*WHAT THIS TASK INVOLVES:*
Lay out the data below as a Markdown table with columns "Row" and "Text", starting at the line that contains "of the white" and ending with the final line of the data, both included. Give each line its own numbered row and leave out blank lines.

Location identification data

***

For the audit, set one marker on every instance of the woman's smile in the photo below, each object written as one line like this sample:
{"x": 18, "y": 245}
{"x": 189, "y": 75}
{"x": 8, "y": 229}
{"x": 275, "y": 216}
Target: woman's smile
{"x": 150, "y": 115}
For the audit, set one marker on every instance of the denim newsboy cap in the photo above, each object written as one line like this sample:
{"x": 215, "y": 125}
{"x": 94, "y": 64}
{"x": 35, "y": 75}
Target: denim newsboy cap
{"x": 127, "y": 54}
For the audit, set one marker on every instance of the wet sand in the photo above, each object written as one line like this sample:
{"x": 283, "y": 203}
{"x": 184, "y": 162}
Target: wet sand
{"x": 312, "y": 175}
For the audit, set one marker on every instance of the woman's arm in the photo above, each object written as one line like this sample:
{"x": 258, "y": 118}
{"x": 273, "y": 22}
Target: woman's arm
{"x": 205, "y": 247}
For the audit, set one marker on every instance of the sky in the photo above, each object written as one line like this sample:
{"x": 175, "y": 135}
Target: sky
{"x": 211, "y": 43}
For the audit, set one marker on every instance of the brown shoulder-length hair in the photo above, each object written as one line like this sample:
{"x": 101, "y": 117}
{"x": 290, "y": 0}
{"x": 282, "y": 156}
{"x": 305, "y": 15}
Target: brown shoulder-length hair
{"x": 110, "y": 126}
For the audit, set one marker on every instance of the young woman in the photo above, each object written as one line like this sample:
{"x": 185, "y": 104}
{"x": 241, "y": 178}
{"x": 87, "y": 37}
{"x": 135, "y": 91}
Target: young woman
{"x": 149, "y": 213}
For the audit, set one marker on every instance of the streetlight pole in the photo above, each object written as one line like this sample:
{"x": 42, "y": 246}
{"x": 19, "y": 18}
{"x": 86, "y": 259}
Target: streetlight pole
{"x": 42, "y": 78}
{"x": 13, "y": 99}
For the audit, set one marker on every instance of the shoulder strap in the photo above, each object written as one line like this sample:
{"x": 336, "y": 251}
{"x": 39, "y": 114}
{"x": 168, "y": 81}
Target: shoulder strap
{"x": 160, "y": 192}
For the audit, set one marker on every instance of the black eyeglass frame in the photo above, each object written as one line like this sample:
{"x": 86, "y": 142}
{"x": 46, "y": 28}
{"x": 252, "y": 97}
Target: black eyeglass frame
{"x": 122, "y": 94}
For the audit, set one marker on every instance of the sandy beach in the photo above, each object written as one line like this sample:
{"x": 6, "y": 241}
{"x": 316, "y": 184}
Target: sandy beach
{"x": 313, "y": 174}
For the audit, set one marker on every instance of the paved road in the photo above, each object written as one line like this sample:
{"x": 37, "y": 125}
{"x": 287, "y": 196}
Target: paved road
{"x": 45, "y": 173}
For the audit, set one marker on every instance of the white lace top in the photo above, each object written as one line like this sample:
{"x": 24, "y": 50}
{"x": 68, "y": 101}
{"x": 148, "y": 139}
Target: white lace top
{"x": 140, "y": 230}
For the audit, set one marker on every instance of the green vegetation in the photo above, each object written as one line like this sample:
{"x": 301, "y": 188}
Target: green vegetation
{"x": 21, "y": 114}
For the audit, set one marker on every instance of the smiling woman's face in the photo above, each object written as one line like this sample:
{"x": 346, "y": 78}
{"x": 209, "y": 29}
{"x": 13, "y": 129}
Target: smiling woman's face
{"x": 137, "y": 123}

***

*COMPLETED EXERCISE:*
| Row | Text |
|---|---|
| 1 | For the audit, set one marker on every instance of the white lace top in the photo above, each object written as one line like this sample: |
| 2 | {"x": 24, "y": 50} |
| 3 | {"x": 68, "y": 101} |
| 4 | {"x": 148, "y": 139} |
| 5 | Target: white lace top |
| 6 | {"x": 140, "y": 230} |
| 7 | For the audit, set one marker on every instance of the green vegetation in the photo above, each object written as one line like this sample: |
| 8 | {"x": 301, "y": 188} |
| 9 | Target: green vegetation |
| 10 | {"x": 21, "y": 114} |
| 11 | For the audit, set one marker on every instance of the smiling woman's face in the photo above, each object written as one line like this sample: |
| 12 | {"x": 346, "y": 78} |
| 13 | {"x": 209, "y": 29} |
| 14 | {"x": 13, "y": 129} |
| 15 | Target: smiling woman's face |
| 16 | {"x": 137, "y": 123} |